#### [WHAT THIS TASK INVOLVES]
Filter the entries down to the lines holding "tight", then copy those lines.

#### [Stored items]
•••
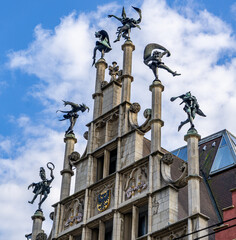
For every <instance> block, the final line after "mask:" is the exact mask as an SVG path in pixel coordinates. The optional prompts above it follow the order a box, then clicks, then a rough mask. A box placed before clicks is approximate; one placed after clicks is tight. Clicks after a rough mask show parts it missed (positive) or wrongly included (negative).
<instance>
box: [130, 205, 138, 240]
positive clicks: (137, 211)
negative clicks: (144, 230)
mask: <svg viewBox="0 0 236 240" xmlns="http://www.w3.org/2000/svg"><path fill="white" fill-rule="evenodd" d="M138 215H139V209H138V207H136V206H133V208H132V230H131V239H132V240H136V238H137V237H138Z"/></svg>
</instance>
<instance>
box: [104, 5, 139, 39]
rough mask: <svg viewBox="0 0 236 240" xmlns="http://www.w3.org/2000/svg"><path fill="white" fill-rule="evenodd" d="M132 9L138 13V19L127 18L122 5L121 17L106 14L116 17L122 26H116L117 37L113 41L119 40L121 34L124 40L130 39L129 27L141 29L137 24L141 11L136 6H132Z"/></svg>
mask: <svg viewBox="0 0 236 240" xmlns="http://www.w3.org/2000/svg"><path fill="white" fill-rule="evenodd" d="M133 9H134V10H135V11H136V12H137V13H138V15H139V19H137V20H135V19H133V18H128V17H127V16H126V13H125V8H124V7H123V10H122V14H121V16H122V18H119V17H117V16H115V15H108V17H109V18H111V17H114V18H115V19H117V20H118V21H120V22H121V24H122V25H123V26H121V27H118V28H117V32H116V33H117V38H116V40H115V41H114V42H118V41H120V38H121V36H122V37H123V38H124V39H125V40H130V31H131V28H136V27H137V28H138V29H141V28H140V26H139V25H138V24H139V23H140V22H141V20H142V11H141V9H139V8H136V7H133Z"/></svg>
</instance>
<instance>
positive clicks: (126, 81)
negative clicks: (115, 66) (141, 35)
mask: <svg viewBox="0 0 236 240" xmlns="http://www.w3.org/2000/svg"><path fill="white" fill-rule="evenodd" d="M122 50H123V51H124V54H123V76H122V94H121V102H124V101H127V102H129V101H130V91H131V82H132V80H133V77H132V76H131V71H132V52H133V51H134V50H135V46H134V45H133V43H132V41H130V40H127V41H126V42H125V43H124V44H123V45H122Z"/></svg>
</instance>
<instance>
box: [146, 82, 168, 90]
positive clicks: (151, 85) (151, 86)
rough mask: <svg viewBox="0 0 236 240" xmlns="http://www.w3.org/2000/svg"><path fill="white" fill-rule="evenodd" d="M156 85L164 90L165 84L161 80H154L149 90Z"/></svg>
mask: <svg viewBox="0 0 236 240" xmlns="http://www.w3.org/2000/svg"><path fill="white" fill-rule="evenodd" d="M155 87H159V88H161V91H162V92H163V91H164V86H163V85H162V83H161V81H160V80H154V81H153V82H152V85H150V86H149V90H150V91H152V89H153V88H155Z"/></svg>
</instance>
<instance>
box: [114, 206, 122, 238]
mask: <svg viewBox="0 0 236 240" xmlns="http://www.w3.org/2000/svg"><path fill="white" fill-rule="evenodd" d="M123 236H124V217H123V215H122V214H121V213H119V212H118V211H115V213H114V217H113V233H112V239H113V240H120V239H123V238H124V237H123Z"/></svg>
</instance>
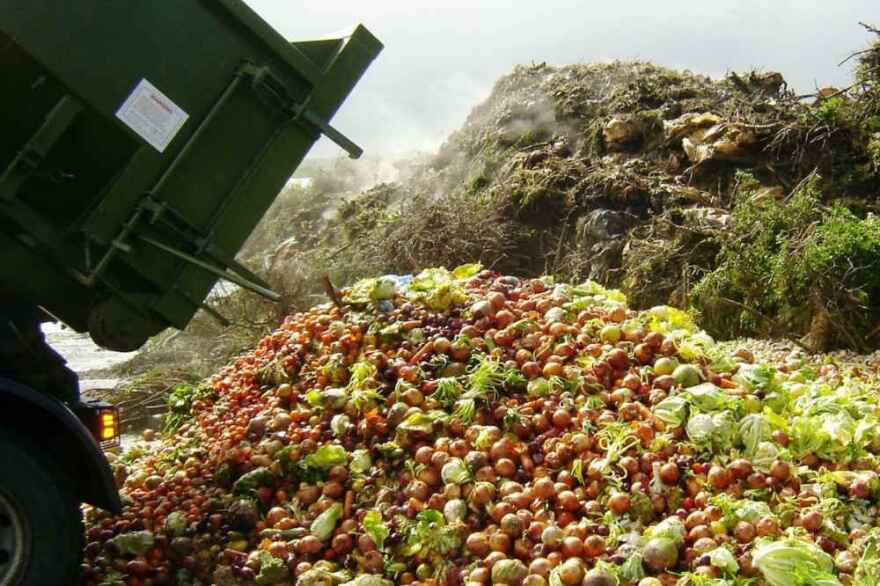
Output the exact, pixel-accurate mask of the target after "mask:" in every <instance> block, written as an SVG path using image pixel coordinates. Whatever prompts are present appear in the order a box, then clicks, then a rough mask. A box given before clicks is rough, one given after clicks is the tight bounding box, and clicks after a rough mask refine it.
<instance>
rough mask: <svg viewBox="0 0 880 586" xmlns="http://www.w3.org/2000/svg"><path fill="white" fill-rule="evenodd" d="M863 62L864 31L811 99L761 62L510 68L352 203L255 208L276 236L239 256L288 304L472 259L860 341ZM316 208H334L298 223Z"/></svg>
mask: <svg viewBox="0 0 880 586" xmlns="http://www.w3.org/2000/svg"><path fill="white" fill-rule="evenodd" d="M868 30H869V31H874V29H871V28H870V27H869V28H868ZM869 34H870V36H871V37H873V32H871V33H869ZM877 38H878V39H880V37H877ZM854 42H855V41H854ZM878 63H880V43H878V42H877V41H876V40H875V42H874V44H873V45H872V46H870V47H867V48H865V49H864V50H862V51H859V53H858V54H857V55H856V56H854V57H853V58H852V59H850V60H848V61H847V64H846V67H853V69H854V71H853V73H854V80H853V81H854V82H855V83H854V84H852V85H851V86H848V87H845V88H840V89H835V88H822V89H821V90H819V91H815V92H812V91H811V92H810V93H811V95H809V96H806V95H800V94H799V93H798V92H796V91H794V90H793V89H792V88H790V87H789V86H788V85H787V84H786V82H785V79H784V76H783V75H782V74H780V73H776V72H772V71H765V72H756V71H752V72H739V73H735V72H731V73H730V74H728V75H727V76H725V77H724V78H720V79H719V78H710V77H707V76H705V75H700V74H698V73H693V72H690V71H677V70H673V69H669V68H665V67H661V66H658V65H654V64H651V63H644V62H609V63H581V64H572V65H562V66H553V65H548V64H543V63H541V64H532V65H522V66H518V67H516V68H514V69H513V71H511V72H510V73H509V74H507V75H505V76H503V77H502V78H500V79H499V80H498V81H497V83H496V84H495V87H494V89H493V90H492V92H491V94H490V95H489V96H488V97H487V99H486V100H485V101H483V102H482V103H480V104H477V105H476V106H475V108H474V109H473V110H472V112H471V113H470V115H469V116H468V118H467V120H466V121H465V123H464V124H463V126H462V127H461V128H460V129H459V130H457V131H455V132H454V133H452V134H451V135H450V136H449V138H448V139H447V141H446V142H445V144H444V145H442V147H441V148H440V149H439V150H438V152H437V153H436V154H434V155H433V156H429V157H426V158H423V159H420V160H417V161H414V162H413V164H412V165H409V166H402V167H401V168H402V169H403V168H405V169H406V172H402V173H401V176H400V177H399V178H398V181H397V182H396V183H393V184H382V185H378V186H374V187H373V188H371V189H367V190H365V191H363V193H361V194H360V195H357V196H352V195H351V191H352V189H351V188H350V186H341V187H340V188H339V189H338V191H337V192H335V193H330V191H332V189H330V186H329V183H328V182H326V181H321V182H319V183H321V184H322V185H323V187H322V186H321V185H317V184H316V186H315V188H314V189H312V190H309V191H308V193H304V194H301V195H300V197H299V199H298V203H297V205H295V206H288V207H287V208H284V205H283V204H281V203H280V204H279V205H278V206H277V207H276V209H275V210H273V212H271V213H270V214H268V217H270V218H272V219H273V222H274V225H275V226H278V228H279V229H278V232H277V233H278V236H277V237H274V238H263V239H257V240H256V241H255V242H262V243H265V246H264V247H253V248H251V249H250V250H248V251H247V256H248V257H249V258H254V259H264V263H265V265H264V266H266V271H267V273H268V275H267V279H268V280H269V281H270V282H271V283H272V285H273V287H274V288H275V289H276V290H278V291H280V292H282V293H283V295H284V299H285V302H286V303H287V304H288V307H292V308H294V310H297V311H298V310H304V309H307V308H308V307H310V306H311V305H313V304H314V298H313V297H312V295H314V294H316V293H317V294H320V293H321V285H320V283H321V278H322V277H323V276H324V275H325V274H329V275H330V277H331V278H332V279H333V281H334V282H336V283H345V284H350V283H353V282H354V281H355V280H357V279H359V278H363V277H366V276H372V275H378V274H384V273H398V274H400V273H412V272H417V271H419V270H421V269H422V268H424V267H430V266H456V265H458V264H462V263H466V262H474V261H480V262H482V263H483V264H484V265H485V266H487V267H491V268H492V269H494V270H498V271H499V272H502V273H510V274H517V275H521V276H530V277H536V276H539V275H543V274H553V275H555V276H557V277H558V278H560V279H561V280H565V281H569V282H581V281H584V280H586V279H591V280H594V281H596V282H598V283H600V284H602V285H603V286H606V287H614V288H621V289H622V290H623V291H624V292H625V293H626V294H627V296H628V298H629V299H630V300H631V302H632V304H633V306H635V307H650V306H653V305H660V304H669V305H673V306H676V307H681V308H684V307H692V308H694V309H695V310H696V311H697V315H698V320H699V323H700V325H701V327H702V328H704V329H706V330H707V331H708V332H709V333H710V334H711V335H713V336H715V337H717V338H719V339H729V338H735V337H741V336H750V337H757V338H767V337H794V338H797V339H799V341H800V342H801V343H802V344H804V345H806V346H808V347H809V348H810V349H812V350H815V351H827V350H829V349H834V348H849V349H853V350H856V351H859V352H866V351H868V350H870V349H871V348H874V347H876V346H877V345H878V344H880V279H878V278H877V277H876V275H877V274H878V272H877V271H876V270H875V268H876V266H878V265H877V263H878V262H880V237H878V236H877V234H880V230H878V221H880V220H878V212H880V206H878V204H877V202H878V199H877V186H878V185H880V90H878V88H880V67H878ZM769 65H772V64H769ZM335 172H336V171H335V170H334V173H335ZM342 198H344V199H345V200H346V201H345V202H344V203H342V204H340V205H338V206H336V204H338V203H339V201H340V199H342ZM320 201H328V202H334V203H333V204H332V205H331V204H329V203H328V204H327V207H332V209H333V210H334V215H333V216H332V217H330V216H329V215H320V216H318V218H319V219H318V220H315V213H314V211H312V210H313V207H314V206H315V202H320ZM324 211H326V210H324ZM291 227H294V228H291ZM278 242H281V244H278ZM294 310H291V311H289V312H288V313H292V312H293V311H294Z"/></svg>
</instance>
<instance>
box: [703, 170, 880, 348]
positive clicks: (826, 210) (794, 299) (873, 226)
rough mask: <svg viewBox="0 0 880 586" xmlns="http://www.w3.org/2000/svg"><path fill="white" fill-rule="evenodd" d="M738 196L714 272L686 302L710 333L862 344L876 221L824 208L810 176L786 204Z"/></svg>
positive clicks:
•••
#### [EXERCISE ANSWER]
For every <instance> block, the final line after "mask:" is the exact mask as an SVG path in pixel coordinates. The optional prompts above it follow the order a box, then clicks, then a rough mask. A box placed before clicks is approximate; one placed after clicks is tight. Clicks after a rough mask show parts it missed (positive) or wrongly included (negative).
Output the exact, pixel-accurate mask of the target after "mask:" in every <instance> block, written as an SVG path using image pixel coordinates. Whatever prompts are present appear in the order a box, then clicks, then a rough mask. A box given before clicks is rough, one given after clicks is the tight bounding box, and clicks after a rough mask refine it.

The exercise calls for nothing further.